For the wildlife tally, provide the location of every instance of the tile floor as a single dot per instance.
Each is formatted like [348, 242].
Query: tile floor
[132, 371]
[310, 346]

-------

Everything in the listing above needs to be copied exactly.

For the wildlife tally, provide the location of every instance of the tile floor as a single dot per instance.
Each is formatted like [348, 242].
Query: tile floor
[132, 371]
[310, 346]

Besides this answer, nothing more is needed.